I would imagine that if the M/R uses Mapper.setup() to instantiate the HTable for the index
write  and then in Mapper.map() writes to the index table, why would the co-processor take
much more time?

I think a code review would be in order.


On Feb 18, 2013, at 6:22 AM, yonghu <yongyong313@gmail.com> wrote:

> Ok. Now, I got your point. I didn't notice the "checkAndPut".
> 
> regards!
> 
> Yong
> 
> On Mon, Feb 18, 2013 at 1:11 PM, Michael Segel
> <michael_segel@hotmail.com> wrote:
>> 
>> The  issue I was talking about was the use of a check and put.
>> The OP wrote:
>>>>>> each map inserts to doc table.(checkAndPut)
>>>>>> regionobserver coprocessor does a postCheckAndPut and inserts some
rows to
>>>>>> a index table.
>> 
>> My question is why does the OP use a checkAndPut, and the RegionObserver's postChecAndPut?
>> 
>> 
>> Here's a good example... http://stackoverflow.com/questions/13404447/is-hbase-checkandput-latency-higher-than-simple-put
>> 
>> The OP doesn't really get in to the use case, so we don't know why the Check and
Put in the M/R job.
>> He should just be using put() and then a postPut().
>> 
>> Another issue... since he's writing to  a different HTable... how? Does he create
an HTable instance in the start() method of his RO object and then reference it later? Or
does he create the instance of the HTable on the fly in each postCheckAndPut() ?
****
## Your task
Copy the mailing-list text between "I would imagine" and "much more time?", inclusive, renaming "co-processor" to "RegionObserver" wherever it occurs.

## Supplied information
****
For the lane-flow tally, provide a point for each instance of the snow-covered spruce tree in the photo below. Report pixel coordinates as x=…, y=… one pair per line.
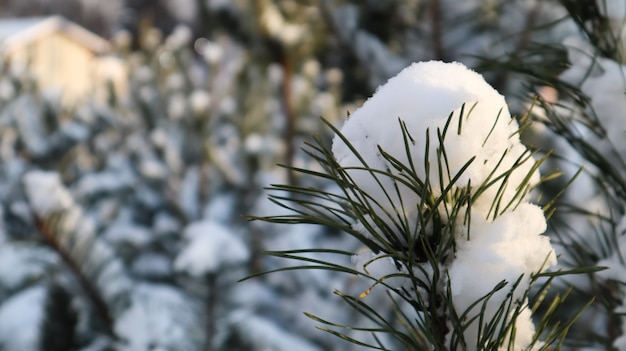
****
## Answer to the problem
I would imagine that if the M/R uses Mapper.setup() to instantiate the HTable for the index
write  and then in Mapper.map() writes to the index table, why would the RegionObserver take
much more time?